Intervention de Philippe Duneton

Mission commune d'information sur le Mediator — Réunion du 5 avril 2011 : 1ère réunion
Audition de M. Philippe duNeton ancien directeur général de l'agence française de sécurité sanitaire des produits de santé afssaps 1999-2004

Philippe Duneton :

Je n'ai pas fait la bibliographie de l'utilisation du terme d'adjuvant. Je dis qu'il s'entend comme complémentaire à des actions diététiques qui ne semblent pas anormales dans le cadre du diabète. Dans les diabètes gras, un régime nutritionnel est largement conseillé. J'entends vos propos. A la lecture du rapport de l'Igas, il apparaît un certain nombre d'étapes et d'évènements sur ce produit. De manière objective, des travaux ont été effectués sur le plan de l'efficacité. Il existe un retard évident dans la mise en place d'études demandées au laboratoire par l'Europe et par l'agence française sur la mesure de la tolérance et des risques du médicament. Ces études ont été réalisées très tardivement. Une évolution de la réglementation européenne va dans ce sens, mais elle n'est peut-être pas suffisante. Des plans de gestion du risque sont dorénavant compris dans l'évaluation du médicament. Toute demande en matière de sécurité d'un médicament devrait systématiquement être validée, dans le cas national, par la commission de pharmacovigilance et par le directeur général, et dans le cas européen, par le Committee for médicinal products for human use (CHMP) avec des délais conduisant à une décision automatique de suspension en cas de dépassement des délais d'une étude de tolérance. Des pénalités sont prévues si le laboratoire ne fournit pas ses preuves. Il faut aller plus loin. Le rapport de l'Igas montre qu'il y a eu des retards, à l'évidence pas explicables, à des études qui auraient permis de mettre en évidence ce risque de manière plus précoce.

La pharmacovigilance a un problème évident de sous-déclaration. Des efforts doivent être faits. La notification spontanée doit être complétée par des études. Cela pose la question de la responsabilité des laboratoires dans la réalisation des études. Les pouvoirs publics doivent avoir davantage de moyens pour mener des études de sécurité. Aucun laboratoire ne réalisera des études transversales. A la rigueur, un laboratoire pourra y être contraint pour un produit particulier. Lorsque les risques concernent plusieurs classes de médicaments ou, encore pire, plusieurs classes de produits, aucun laboratoire n'est capable de développer ce type d'étude.

-------------------------

--- CONSIGNES ---
1. Recopiez mot pour mot le passage de l'intervention de Philippe Duneton qui va de « La pharmacovigilance a » jusqu'à « ce type d'étude. ».
2. Traduisez en anglais cette phrase de l'intervention de Philippe Duneton : « La notification spontanée doit être complétée par des études. »
3. Relevez tous les sigles qui figurent dans l'intervention de Philippe Duneton.

--- DONNÉES ---
-------------------------

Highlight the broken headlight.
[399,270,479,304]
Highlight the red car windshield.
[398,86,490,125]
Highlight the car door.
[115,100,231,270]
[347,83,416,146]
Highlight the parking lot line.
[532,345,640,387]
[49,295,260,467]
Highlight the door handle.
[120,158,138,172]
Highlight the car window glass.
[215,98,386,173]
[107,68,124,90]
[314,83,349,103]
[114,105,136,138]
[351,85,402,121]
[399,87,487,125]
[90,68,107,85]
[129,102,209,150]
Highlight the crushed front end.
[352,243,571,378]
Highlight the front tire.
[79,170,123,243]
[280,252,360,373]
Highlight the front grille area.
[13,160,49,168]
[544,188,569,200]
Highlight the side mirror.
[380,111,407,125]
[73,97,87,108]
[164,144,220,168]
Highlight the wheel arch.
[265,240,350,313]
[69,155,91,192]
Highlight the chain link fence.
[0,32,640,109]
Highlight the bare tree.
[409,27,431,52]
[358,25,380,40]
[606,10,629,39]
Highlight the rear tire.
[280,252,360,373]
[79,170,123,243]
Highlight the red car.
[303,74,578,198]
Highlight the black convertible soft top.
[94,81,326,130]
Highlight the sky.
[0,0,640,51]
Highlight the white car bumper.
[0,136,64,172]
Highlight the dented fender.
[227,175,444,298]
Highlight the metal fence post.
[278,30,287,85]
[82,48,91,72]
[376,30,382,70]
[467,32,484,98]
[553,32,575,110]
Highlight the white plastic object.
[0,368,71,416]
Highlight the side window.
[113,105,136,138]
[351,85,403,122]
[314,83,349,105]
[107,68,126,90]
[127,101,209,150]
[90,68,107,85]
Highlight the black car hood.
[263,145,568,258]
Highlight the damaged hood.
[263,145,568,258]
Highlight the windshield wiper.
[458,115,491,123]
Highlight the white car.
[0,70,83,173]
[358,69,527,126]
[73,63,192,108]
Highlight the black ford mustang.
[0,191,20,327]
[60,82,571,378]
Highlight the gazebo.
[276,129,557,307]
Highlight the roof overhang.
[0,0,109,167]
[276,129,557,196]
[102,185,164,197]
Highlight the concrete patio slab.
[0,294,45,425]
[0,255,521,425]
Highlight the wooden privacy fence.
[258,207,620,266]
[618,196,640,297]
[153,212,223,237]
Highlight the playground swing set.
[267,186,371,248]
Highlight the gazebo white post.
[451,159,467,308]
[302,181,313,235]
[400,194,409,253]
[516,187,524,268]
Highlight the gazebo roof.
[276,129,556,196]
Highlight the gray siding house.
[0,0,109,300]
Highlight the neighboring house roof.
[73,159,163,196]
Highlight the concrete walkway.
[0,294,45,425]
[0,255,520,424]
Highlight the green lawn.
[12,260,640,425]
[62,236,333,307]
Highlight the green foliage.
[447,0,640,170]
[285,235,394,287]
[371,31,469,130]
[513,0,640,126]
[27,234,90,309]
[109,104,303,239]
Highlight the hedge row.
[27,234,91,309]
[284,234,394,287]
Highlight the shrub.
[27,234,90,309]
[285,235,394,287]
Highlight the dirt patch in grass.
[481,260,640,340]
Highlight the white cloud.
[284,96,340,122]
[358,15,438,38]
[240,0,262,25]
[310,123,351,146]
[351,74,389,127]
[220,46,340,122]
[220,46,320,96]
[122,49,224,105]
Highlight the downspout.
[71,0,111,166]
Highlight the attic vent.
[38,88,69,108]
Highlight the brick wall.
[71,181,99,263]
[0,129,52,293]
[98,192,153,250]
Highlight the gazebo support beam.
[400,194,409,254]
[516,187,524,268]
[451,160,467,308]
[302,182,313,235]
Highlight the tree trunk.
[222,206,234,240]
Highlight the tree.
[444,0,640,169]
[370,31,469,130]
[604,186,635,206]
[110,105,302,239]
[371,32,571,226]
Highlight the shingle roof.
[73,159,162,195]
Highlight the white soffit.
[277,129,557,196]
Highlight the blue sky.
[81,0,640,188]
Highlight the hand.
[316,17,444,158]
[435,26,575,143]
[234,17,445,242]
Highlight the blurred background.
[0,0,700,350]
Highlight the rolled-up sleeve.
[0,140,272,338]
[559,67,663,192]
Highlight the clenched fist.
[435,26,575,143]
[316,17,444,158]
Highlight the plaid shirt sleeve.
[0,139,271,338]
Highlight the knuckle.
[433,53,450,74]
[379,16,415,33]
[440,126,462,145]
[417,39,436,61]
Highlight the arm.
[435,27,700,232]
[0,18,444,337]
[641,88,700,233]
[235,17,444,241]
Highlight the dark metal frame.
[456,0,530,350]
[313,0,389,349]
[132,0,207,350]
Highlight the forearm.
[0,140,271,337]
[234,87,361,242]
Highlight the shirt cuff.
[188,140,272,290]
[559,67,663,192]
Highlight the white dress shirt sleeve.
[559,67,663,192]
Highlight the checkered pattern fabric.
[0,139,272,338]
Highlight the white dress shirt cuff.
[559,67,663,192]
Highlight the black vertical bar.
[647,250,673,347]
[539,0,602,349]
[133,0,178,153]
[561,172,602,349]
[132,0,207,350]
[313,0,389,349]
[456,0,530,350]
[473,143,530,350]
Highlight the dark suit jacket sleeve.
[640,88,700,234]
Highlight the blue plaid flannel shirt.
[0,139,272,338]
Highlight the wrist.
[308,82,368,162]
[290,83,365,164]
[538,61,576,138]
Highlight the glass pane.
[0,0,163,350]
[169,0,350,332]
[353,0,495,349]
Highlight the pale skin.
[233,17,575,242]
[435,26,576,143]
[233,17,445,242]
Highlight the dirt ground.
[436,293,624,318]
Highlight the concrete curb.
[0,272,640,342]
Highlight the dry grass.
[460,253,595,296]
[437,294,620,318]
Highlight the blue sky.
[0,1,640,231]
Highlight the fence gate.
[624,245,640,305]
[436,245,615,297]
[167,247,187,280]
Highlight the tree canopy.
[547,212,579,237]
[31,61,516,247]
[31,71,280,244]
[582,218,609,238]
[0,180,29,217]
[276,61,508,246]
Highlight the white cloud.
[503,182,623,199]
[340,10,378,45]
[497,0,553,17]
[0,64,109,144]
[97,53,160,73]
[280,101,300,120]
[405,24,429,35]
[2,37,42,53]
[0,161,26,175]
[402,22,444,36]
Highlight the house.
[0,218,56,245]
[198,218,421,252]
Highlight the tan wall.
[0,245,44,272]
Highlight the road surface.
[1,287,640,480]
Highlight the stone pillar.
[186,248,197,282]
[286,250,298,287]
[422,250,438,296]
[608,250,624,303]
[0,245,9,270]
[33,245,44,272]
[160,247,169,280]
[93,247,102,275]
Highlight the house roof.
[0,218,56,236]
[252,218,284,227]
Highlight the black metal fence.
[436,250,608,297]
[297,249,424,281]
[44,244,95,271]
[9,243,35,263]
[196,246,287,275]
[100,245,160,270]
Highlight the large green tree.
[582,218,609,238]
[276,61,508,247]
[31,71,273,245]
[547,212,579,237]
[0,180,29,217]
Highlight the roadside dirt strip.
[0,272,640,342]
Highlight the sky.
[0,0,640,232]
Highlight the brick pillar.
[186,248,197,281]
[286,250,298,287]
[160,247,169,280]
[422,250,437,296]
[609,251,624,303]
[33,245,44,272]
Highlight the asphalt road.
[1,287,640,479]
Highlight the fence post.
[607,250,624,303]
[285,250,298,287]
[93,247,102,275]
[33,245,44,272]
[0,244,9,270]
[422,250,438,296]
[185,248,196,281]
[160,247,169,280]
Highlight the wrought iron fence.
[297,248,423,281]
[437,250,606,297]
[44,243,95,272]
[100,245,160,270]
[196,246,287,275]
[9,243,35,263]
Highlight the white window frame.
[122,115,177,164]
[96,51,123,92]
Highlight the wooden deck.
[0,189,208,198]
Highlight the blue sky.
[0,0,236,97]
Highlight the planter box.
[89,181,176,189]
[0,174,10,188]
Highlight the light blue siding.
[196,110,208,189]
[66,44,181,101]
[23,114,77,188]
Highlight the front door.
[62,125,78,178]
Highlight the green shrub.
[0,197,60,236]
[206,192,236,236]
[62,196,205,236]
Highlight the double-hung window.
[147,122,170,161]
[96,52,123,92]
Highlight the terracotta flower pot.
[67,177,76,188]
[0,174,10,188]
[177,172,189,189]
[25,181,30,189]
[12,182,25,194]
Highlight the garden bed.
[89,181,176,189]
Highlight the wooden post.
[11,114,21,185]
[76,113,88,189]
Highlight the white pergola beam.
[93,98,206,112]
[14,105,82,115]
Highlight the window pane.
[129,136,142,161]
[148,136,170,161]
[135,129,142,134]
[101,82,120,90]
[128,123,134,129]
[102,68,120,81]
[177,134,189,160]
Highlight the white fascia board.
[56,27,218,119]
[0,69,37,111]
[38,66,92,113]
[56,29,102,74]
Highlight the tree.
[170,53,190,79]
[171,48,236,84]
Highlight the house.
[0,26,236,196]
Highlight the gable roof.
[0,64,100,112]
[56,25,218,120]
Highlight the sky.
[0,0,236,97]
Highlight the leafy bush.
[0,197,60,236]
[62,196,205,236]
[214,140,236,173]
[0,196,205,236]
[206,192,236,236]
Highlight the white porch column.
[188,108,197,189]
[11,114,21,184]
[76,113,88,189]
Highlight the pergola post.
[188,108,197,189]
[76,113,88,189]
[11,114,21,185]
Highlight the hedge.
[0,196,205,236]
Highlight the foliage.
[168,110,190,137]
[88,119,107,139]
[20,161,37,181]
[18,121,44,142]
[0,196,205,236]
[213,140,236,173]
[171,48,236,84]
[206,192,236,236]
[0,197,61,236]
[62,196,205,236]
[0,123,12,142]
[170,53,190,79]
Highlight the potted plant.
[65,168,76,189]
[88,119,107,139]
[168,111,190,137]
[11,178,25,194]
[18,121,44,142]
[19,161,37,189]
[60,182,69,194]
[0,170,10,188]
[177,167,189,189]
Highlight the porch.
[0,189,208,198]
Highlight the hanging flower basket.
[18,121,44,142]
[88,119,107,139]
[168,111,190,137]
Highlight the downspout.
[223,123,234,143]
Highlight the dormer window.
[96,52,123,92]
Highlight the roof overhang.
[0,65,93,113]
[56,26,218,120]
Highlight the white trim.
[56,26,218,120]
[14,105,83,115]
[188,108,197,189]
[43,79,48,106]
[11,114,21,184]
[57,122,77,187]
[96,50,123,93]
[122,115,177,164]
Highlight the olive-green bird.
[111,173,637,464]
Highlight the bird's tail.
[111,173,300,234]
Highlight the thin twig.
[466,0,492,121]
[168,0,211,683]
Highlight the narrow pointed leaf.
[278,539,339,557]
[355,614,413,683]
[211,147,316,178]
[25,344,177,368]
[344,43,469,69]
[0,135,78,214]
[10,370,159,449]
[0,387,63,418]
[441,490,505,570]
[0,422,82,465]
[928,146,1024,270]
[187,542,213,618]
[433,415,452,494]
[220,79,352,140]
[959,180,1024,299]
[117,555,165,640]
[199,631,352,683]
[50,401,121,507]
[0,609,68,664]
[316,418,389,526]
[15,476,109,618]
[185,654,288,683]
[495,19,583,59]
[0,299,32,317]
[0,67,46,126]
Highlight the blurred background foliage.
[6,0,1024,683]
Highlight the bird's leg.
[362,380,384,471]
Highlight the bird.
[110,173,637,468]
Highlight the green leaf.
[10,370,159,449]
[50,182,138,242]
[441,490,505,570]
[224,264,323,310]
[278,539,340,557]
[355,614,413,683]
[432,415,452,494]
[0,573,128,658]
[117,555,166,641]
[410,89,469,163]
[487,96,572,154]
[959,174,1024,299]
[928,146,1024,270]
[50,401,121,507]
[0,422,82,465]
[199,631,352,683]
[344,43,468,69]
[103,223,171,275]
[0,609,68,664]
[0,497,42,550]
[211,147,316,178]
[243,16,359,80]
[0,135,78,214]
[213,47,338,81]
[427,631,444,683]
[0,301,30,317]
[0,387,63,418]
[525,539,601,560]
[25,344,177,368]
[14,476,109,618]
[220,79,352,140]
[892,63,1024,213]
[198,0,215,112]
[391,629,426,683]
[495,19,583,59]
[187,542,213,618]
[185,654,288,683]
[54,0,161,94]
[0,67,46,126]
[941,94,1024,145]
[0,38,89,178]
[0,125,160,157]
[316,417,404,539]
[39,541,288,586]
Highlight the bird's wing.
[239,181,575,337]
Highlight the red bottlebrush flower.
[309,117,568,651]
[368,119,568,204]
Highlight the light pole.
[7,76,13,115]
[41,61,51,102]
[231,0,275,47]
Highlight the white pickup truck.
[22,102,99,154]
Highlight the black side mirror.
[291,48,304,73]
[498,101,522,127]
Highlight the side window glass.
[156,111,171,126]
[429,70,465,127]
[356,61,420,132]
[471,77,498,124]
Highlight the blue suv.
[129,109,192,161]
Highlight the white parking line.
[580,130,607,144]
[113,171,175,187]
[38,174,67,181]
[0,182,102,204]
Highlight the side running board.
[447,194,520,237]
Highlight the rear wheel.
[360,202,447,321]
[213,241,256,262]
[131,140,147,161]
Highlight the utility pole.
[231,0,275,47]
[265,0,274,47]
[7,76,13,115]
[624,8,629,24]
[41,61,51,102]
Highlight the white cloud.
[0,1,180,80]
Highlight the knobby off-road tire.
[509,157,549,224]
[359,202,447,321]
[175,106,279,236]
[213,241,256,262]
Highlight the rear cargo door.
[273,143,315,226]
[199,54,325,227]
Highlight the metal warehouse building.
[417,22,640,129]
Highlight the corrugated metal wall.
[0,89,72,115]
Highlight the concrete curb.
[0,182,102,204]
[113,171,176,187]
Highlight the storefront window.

-------------------------

--- CORRIGÉ ---
1.
La pharmacovigilance a un problème évident de sous-déclaration. Des efforts doivent être faits. La notification spontanée doit être complétée par des études. Cela pose la question de la responsabilité des laboratoires dans la réalisation des études. Les pouvoirs publics doivent avoir davantage de moyens pour mener des études de sécurité. Aucun laboratoire ne réalisera des études transversales. A la rigueur, un laboratoire pourra y être contraint pour un produit particulier. Lorsque les risques concernent plusieurs classes de médicaments ou, encore pire, plusieurs classes de produits, aucun laboratoire n'est capable de développer ce type d'étude.

2. Spontaneous reporting must be supplemented by studies.

3. afssaps, Igas, CHMP